Locate every line in the items below that contains the word "cliff", and copy each of those lines.

───── GIVEN INFORMATION ─────

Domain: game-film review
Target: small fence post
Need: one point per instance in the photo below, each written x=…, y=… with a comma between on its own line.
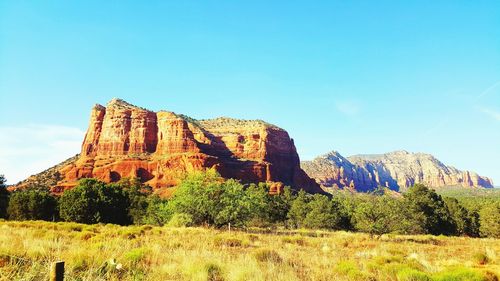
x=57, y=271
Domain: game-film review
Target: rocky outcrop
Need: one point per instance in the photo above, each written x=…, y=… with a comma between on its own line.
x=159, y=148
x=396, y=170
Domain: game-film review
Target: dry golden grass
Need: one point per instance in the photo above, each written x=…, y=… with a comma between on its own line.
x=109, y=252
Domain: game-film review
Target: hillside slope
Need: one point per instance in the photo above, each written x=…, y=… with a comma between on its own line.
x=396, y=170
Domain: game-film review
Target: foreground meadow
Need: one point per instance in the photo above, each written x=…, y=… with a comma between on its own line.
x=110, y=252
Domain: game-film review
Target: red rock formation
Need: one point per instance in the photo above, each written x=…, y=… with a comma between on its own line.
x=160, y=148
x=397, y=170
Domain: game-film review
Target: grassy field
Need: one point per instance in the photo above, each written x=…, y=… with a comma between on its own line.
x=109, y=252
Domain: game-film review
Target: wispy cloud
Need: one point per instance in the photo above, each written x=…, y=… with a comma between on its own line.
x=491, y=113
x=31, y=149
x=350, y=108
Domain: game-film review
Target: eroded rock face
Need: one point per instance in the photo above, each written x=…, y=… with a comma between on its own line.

─────
───── GIVEN INFORMATION ─────

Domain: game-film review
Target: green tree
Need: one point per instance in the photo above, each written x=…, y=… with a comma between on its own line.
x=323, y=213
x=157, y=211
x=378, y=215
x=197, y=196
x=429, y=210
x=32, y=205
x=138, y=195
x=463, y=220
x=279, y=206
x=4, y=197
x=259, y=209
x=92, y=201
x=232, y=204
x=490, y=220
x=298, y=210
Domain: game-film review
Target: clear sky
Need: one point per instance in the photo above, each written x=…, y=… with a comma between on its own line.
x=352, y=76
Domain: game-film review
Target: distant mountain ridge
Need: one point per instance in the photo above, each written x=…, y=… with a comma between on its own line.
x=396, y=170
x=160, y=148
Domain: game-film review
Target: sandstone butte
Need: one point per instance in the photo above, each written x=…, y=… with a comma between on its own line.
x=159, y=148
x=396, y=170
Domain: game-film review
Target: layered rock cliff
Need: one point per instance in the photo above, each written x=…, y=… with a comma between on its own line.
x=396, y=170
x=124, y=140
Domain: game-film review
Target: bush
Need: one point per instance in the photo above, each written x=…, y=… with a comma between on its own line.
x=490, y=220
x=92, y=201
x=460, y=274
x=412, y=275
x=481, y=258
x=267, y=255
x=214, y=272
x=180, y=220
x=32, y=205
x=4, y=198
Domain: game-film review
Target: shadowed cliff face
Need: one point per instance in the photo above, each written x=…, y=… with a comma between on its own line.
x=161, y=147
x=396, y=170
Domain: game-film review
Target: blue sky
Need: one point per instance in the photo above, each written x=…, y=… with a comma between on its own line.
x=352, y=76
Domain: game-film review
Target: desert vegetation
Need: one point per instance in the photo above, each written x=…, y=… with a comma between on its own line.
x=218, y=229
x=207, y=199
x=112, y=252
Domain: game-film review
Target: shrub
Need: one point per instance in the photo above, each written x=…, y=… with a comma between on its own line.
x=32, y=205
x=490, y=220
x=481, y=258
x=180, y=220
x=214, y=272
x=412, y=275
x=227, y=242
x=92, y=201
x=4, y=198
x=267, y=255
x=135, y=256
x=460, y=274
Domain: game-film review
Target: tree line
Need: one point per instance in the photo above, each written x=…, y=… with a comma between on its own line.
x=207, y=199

─────

# OUTPUT OF THE TASK:
Target: layered rock cliff
Target: shadowed cliff face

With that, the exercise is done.